* _Source text_:
On Mon, 18 Jul 2005, Billy Dodson wrote:

> When you configure vmware to share the same NIC, each guest still gets
> its own IP address. The Host OS will not do any modifying of packets
> destined for a guest machine. You can also assign a physical NIC to
> each guest if you had multiple network cards. But for security testing,
> using one NIC will not cause the problems you are questioning.
>
>
> Billy Dodson
> Network Engineer
> PMM
> (432) 561-7239
> Billy@pmm-i.com
> www.pmm-i.com
>
> -----Original Message-----
> From: Erin Carroll [mailto:amoeba@amoebazone.com]
> Sent: Friday, July 15, 2005 11:01 PM
> To: 'Desai, Dipen'; pen-test@securityfocus.com
> Subject: RE: Suggested lab materials/systems/setup?
>
> I'd considered Vmware for just the reasons you (and others) mentioned
> but since I have the extra hardware lying about I might as well put it
> to use.
> One thing that I need to read up on (or get some info from list members)
> is how Vmware handles socket connections. A lot of the assessment tools
> out there can query raw sockets (either via network or on the host
> depending on type of tool). Since Vmware runs the guest OS in a virtual
> machine, will the host OS layer skew report results or external data
> injection techniques etc?
>
>
> For instance, let's say Windows 2k3 is susceptible to a new tcp/ip
> attack due to the way the 2k3 stack handles things. If I ran a 2k3 guest
> virtual OS under a Linux host OS (which does not have vulnerabilities to
> the same tcp/ip stack weaknesses) would the host OS interfere when
> passing that data to the guest? One hypothetical scenario to help
> illustrate what I mean:
> attacker/tester sends malformed tcp packets to target "2k3" machine.
> Linux host OS (which is not vulnerable) accepts packet, ignoring or
> (worse) dropping the malformed payload portion, and passes it on to the
> guest virtual 2k3 OS. The attack/test fails but in the real world it
> wouldn't.
> Oops.
>
> I'm sure there are other considerations I'm overlooking in regards to a
> Host OS/Guest Virtual OS implementation but this was one of the first
> ones that came to mind.
>
> I'm a big believer in having a lab setup as close to "real life" as
> possible. But if Vmware can reduce the equipment investment and does not
> have issues such as I describe above that would be excellent. Anyone
> have more experience with Vmware that can answer my above questions?

* _Problems_:
• 1. Answer these questions using the email thread about VMware networking.
(a) According to Billy Dodson, what does each guest still get when VMware is configured to share the same NIC?
(b) Under which host OS does Erin Carroll imagine running the Windows 2k3 guest in the hypothetical scenario?
(c) What is the subject line of the original message?
• 2. Extend the email thread about VMware networking with the passage that would follow its final sentence.

* _Given material_:
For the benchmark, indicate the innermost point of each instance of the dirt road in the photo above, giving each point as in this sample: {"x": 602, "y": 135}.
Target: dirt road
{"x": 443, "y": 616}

* _The responses_:
• 1.
(a) Its own IP address.
(b) Linux.
(c) "RE: Suggested lab materials/systems/setup?"

• 2.
>
> -Erin Carroll
>
>
>> -----Original Message-----
>> From: Desai, Dipen [mailto:ddesai1@ipolicynetworks.com]
>> Sent: Friday, July 15, 2005 2:08 PM
>> To: Erin Carroll; pen-test@securityfocus.com
>> Subject: RE: Suggested lab materials/systems/setup?
>>
>> VMWare is the way to go in such testing scenarios. I have it setup
>> with multiple guest Operating Systems. You can have each Virtual
>> machine set up with the configurations you want to and save the image
>> with the required configuration before executing the
>> attacks/exploits/malware against those virtual machines.
>>
>>
>> Thanks,
>> Deepen Desai
>>
>> -----Original Message-----
>> From: Erin Carroll [mailto:amoeba@amoebazone.com]
>> Sent: Sunday, July 10, 2005 3:43 PM
>> To: pen-test@securityfocus.com
>> Subject: Suggested lab materials/systems/setup?
>>
>> All,
>>
>> I'm in the process of setting up a pen-test lab environment of several
>
>> servers running various OS flavors (both Windows &
>> BSD/*nix) along with a netscreen-10 firewall and cisco 3825 to use as
>> the lab router. What do other list members use for their lab
>> environments and what suggestions/issues have you encountered? I'm
>> just using equipment I have laying around but would be interested in
>> hearing about other lab setups to get some ideas (or excuses to go
>> shopping) on what else I can utilize for pen-testing practice.
>>
>> I'm definitely going to set up an imaging server (jumpstart &
>> Altiris) to make changing things around less painful but I've also
>> considered Vmware on the hosts. Basically I'm curious as to what you
>> all use to practice pen-testing to keep the skills sharp when not "on
>> the job".
>>
>> Thanks!
>> --
>> Erin Carroll
>> "Do Not Taunt Happy-Fun Ball"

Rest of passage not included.